- _DOCUMENTO FUENTE_
G. V.: La resistencia no es sólo intelectual; exige la puesta en práctica, el paso a la acción. Desde ese punto de vista, ¿no cree que la juventud actual es demasiado conformista?



S. H.: Resistir no supone simplemente reflexionar o describir. Es necesario emprender una acción. Ahora bien, a este respecto soy relativamente pesimista: las jóvenes generaciones manifiestan escasa resistencia en relación con lo que las escandaliza y contra lo cual deberían reaccionar.

Los jóvenes son tan capaces como yo de reconocer lo que hay de escandaloso en la injusticia económica y social, en la degradación del planeta, en la violencia no reprimida en Darfur, en Palestina, en algunas regiones de África y de Oriente Medio. Es normal que se reflexione sobre ello y que se hable al respecto... Pero ¿cómo conseguir que esta actitud desemboque en un compromiso práctico?

Con todo, a veces también se indignan: lo vimos con ocasión de las manifestaciones contra la reforma de la jubilación. Más allá de tal o cual reivindicación, hay una sensación generalizada de que a la juventud no se la escucha, y que no se siente satisfecha con la forma en que se la gobierna. Estoy preocupado por la distancia inconmensurable que existe entre las fuerzas políticas y la juventud francesa.



G. V.: A propósito del conflicto palestino-israelí, se expresó usted con firmeza en favor de los derechos de los palestinos y contra la política del gobierno de Israel. Se trata de un compromiso fuerte y decidido por su parte, pero no carente de riesgos: ¡incluso llegaron a perseguirlo por «incitación pública a la discriminación»!

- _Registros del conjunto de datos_
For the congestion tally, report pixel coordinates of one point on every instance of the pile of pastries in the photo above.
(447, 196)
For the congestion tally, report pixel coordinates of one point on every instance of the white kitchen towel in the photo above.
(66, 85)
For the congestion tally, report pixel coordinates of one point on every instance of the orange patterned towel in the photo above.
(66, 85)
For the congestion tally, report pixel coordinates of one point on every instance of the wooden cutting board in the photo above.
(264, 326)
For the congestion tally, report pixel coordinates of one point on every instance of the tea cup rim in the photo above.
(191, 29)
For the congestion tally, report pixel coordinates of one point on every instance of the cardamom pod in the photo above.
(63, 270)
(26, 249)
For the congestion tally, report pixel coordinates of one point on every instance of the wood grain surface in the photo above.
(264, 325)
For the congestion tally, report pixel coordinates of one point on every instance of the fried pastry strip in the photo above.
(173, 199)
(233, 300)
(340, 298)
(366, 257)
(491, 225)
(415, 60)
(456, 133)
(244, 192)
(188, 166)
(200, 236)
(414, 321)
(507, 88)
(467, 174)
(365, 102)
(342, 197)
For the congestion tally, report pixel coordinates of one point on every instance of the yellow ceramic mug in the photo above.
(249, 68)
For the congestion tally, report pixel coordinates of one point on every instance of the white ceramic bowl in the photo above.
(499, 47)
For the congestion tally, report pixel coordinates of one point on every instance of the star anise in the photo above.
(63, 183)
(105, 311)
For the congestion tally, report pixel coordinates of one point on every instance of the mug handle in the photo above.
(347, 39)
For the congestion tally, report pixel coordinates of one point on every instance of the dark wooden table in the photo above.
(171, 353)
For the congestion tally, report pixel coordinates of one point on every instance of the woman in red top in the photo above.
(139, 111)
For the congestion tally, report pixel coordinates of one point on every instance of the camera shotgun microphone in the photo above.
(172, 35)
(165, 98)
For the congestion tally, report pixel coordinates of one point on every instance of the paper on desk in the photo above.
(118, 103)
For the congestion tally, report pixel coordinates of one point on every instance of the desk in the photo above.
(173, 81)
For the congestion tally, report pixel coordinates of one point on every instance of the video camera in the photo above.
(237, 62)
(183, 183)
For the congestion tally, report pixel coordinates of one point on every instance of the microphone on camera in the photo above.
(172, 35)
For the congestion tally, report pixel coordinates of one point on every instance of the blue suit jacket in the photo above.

- _PROBLEMA BREVE 1_
Convierte en una lista breve el párrafo de la entrevista que comienza con "Con todo, a veces también se indignan", conservando sus datos principales.
- _PROBLEMA BREVE 2_
Cita las líneas de las entradas desde la que contiene "surface in the photo above." hasta el final de las entradas, ambas incluidas.

- _RESPUESTA FINAL 1_
- Los jóvenes a veces se indignan, como se vio en las manifestaciones contra la reforma de la jubilación.
- Más allá de reivindicaciones concretas, hay una sensación generalizada de que a la juventud no se la escucha.
- La juventud no está satisfecha con la forma en que se la gobierna.
- Preocupa la enorme distancia entre las fuerzas políticas y la juventud francesa.

- _RESPUESTA FINAL 2_
For the congestion tally, report pixel coordinates of one point on every instance of the wood grain surface in the photo above.
(264, 325)
For the congestion tally, report pixel coordinates of one point on every instance of the fried pastry strip in the photo above.
(173, 199)
(233, 300)
(340, 298)
(366, 257)
(491, 225)
(415, 60)
(456, 133)
(244, 192)
(188, 166)
(200, 236)
(414, 321)
(507, 88)
(467, 174)
(365, 102)
(342, 197)
For the congestion tally, report pixel coordinates of one point on every instance of the yellow ceramic mug in the photo above.
(249, 68)
For the congestion tally, report pixel coordinates of one point on every instance of the white ceramic bowl in the photo above.
(499, 47)
For the congestion tally, report pixel coordinates of one point on every instance of the star anise in the photo above.
(63, 183)
(105, 311)
For the congestion tally, report pixel coordinates of one point on every instance of the mug handle in the photo above.
(347, 39)
For the congestion tally, report pixel coordinates of one point on every instance of the dark wooden table in the photo above.
(171, 353)
For the congestion tally, report pixel coordinates of one point on every instance of the woman in red top in the photo above.
(139, 111)
For the congestion tally, report pixel coordinates of one point on every instance of the camera shotgun microphone in the photo above.
(172, 35)
(165, 98)
For the congestion tally, report pixel coordinates of one point on every instance of the paper on desk in the photo above.
(118, 103)
For the congestion tally, report pixel coordinates of one point on every instance of the desk in the photo above.
(173, 81)
For the congestion tally, report pixel coordinates of one point on every instance of the video camera in the photo above.
(237, 62)
(183, 183)
For the congestion tally, report pixel coordinates of one point on every instance of the microphone on camera in the photo above.
(172, 35)
For the congestion tally, report pixel coordinates of one point on every instance of the blue suit jacket in the photo above.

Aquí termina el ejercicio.